Dataset records.
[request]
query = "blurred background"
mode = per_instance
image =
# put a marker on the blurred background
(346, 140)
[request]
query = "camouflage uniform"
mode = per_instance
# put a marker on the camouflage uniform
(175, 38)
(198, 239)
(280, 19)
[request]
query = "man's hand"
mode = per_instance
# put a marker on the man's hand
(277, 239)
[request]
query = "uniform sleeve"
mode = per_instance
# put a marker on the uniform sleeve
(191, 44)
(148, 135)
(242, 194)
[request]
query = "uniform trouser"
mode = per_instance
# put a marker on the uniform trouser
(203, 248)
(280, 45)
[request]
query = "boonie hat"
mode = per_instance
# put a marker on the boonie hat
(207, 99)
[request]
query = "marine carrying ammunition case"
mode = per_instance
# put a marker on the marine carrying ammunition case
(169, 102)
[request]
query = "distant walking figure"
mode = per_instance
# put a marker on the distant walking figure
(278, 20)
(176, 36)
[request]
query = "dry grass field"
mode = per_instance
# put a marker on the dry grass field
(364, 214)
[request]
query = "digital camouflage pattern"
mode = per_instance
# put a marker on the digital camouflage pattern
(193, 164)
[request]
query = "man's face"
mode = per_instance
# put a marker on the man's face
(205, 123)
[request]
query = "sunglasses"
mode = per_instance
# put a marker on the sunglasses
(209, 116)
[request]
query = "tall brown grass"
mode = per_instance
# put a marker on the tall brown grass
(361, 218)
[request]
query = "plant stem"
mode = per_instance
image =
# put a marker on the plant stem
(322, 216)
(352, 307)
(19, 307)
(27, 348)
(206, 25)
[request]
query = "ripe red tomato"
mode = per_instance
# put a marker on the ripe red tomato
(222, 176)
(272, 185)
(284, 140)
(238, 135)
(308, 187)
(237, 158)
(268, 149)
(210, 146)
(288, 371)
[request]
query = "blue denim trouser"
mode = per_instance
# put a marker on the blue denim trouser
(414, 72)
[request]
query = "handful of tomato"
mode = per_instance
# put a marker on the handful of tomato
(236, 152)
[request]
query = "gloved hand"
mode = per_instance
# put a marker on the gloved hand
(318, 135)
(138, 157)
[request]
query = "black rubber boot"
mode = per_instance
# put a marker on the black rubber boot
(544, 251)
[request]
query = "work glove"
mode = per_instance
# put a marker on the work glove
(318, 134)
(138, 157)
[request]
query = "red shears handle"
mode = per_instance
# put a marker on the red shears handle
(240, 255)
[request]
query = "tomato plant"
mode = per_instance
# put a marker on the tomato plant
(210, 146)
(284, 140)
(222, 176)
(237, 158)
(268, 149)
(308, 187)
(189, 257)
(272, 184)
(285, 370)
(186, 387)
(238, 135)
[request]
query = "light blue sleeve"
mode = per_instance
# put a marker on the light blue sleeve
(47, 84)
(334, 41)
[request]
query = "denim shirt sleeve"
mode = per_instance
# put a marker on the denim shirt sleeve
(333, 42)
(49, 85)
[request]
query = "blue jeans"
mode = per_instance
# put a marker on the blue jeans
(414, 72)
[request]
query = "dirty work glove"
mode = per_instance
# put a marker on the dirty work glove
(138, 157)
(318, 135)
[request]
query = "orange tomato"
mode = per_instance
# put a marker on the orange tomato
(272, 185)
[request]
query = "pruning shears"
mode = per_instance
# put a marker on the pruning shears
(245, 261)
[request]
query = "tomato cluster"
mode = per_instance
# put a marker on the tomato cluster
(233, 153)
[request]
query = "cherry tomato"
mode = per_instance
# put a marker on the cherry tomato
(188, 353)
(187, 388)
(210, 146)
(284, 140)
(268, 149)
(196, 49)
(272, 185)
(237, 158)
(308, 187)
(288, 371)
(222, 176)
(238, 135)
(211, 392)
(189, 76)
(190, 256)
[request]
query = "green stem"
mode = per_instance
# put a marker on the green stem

Directions. Reproduce each entry above exactly, keeping every word.

Result of this exercise.
[request]
query = "blurred background"
mode = per_instance
image =
# put a marker on the blurred background
(346, 140)
[request]
query = "camouflage uniform"
mode = per_instance
# put a marker on the camouflage uniform
(175, 38)
(198, 239)
(280, 19)
[request]
query = "man's hand"
mode = per_instance
# put a marker on the man's hand
(277, 239)
[request]
query = "uniform sleeve"
mode = per_instance
# put a marker on the uniform sleeve
(191, 44)
(148, 135)
(242, 194)
[request]
query = "uniform trouser"
mode = per_instance
# put a marker on the uniform trouser
(203, 248)
(280, 45)
[request]
query = "boonie hat"
mode = per_instance
# put a marker on the boonie hat
(207, 99)
[request]
query = "marine carrying ammunition case"
mode = per_instance
# put a marker on the marine carrying ammunition case
(169, 102)
[request]
query = "distant walking figure"
mode = per_instance
# put a marker on the distant walking figure
(278, 20)
(176, 36)
[request]
query = "dry grass field"
mode = per_instance
# put a marker on the dry grass field
(364, 214)
[request]
query = "digital camouflage pattern"
mode = per_instance
# put a marker on the digital camouflage pattern
(193, 164)
[request]
query = "man's face"
mode = per_instance
# put a marker on the man's face
(205, 123)
[request]
query = "sunglasses"
mode = per_instance
# put a marker on the sunglasses
(209, 116)
[request]
query = "tall brown grass"
mode = per_instance
# put a marker on the tall brown grass
(361, 218)
[request]
query = "plant stem"
mode = per_instance
image =
# put a marker on the plant stem
(322, 216)
(352, 307)
(19, 307)
(27, 348)
(206, 25)
[request]
query = "ripe red tomato"
mode = per_instance
# put a marker on the ripe red tomato
(222, 176)
(272, 185)
(284, 140)
(238, 135)
(308, 187)
(237, 158)
(268, 149)
(210, 146)
(288, 371)
[request]
query = "blue denim trouser"
mode = per_instance
# put a marker on the blue denim trouser
(414, 72)
[request]
query = "handful of tomato"
mode = per_instance
# put a marker on the handful of tomato
(236, 152)
[request]
query = "gloved hand"
mode = per_instance
# put a marker on the gloved hand
(318, 135)
(138, 157)
[request]
query = "black rubber boot"
mode = per_instance
# put a marker on the black rubber boot
(544, 251)
[request]
query = "work glove"
mode = per_instance
# put a marker on the work glove
(318, 134)
(138, 157)
[request]
query = "red shears handle"
mode = per_instance
# put a marker on the red shears handle
(240, 255)
[request]
query = "tomato plant"
mode = per_instance
# put a marker on the tomato plant
(210, 146)
(284, 140)
(222, 176)
(237, 158)
(268, 149)
(308, 187)
(189, 257)
(272, 184)
(285, 370)
(186, 387)
(238, 135)
[request]
query = "light blue sleeve"
mode = per_instance
# put a marker on the light blue sleeve
(47, 84)
(334, 41)
[request]
query = "denim shirt sleeve"
mode = per_instance
# put a marker on the denim shirt sleeve
(333, 42)
(49, 85)
[request]
query = "blue jeans"
mode = per_instance
# put a marker on the blue jeans
(414, 72)
[request]
query = "dirty work glove"
mode = per_instance
# put a marker on the dirty work glove
(138, 157)
(318, 135)
[request]
query = "orange tomato"
mode = per_instance
# put a marker on the orange tomato
(272, 185)
[request]
query = "pruning shears"
mode = per_instance
# put a marker on the pruning shears
(245, 261)
[request]
query = "tomato cluster"
mode = per_instance
# put a marker on the tomato cluster
(233, 153)
[request]
query = "cherry tomato"
mode = per_instance
# put a marker on the cherry tomato
(188, 353)
(187, 388)
(210, 146)
(284, 140)
(268, 149)
(196, 49)
(272, 185)
(237, 158)
(308, 187)
(288, 371)
(222, 176)
(238, 135)
(211, 392)
(189, 76)
(190, 256)
[request]
query = "green stem"
mode = per_instance
# put a marker on the green stem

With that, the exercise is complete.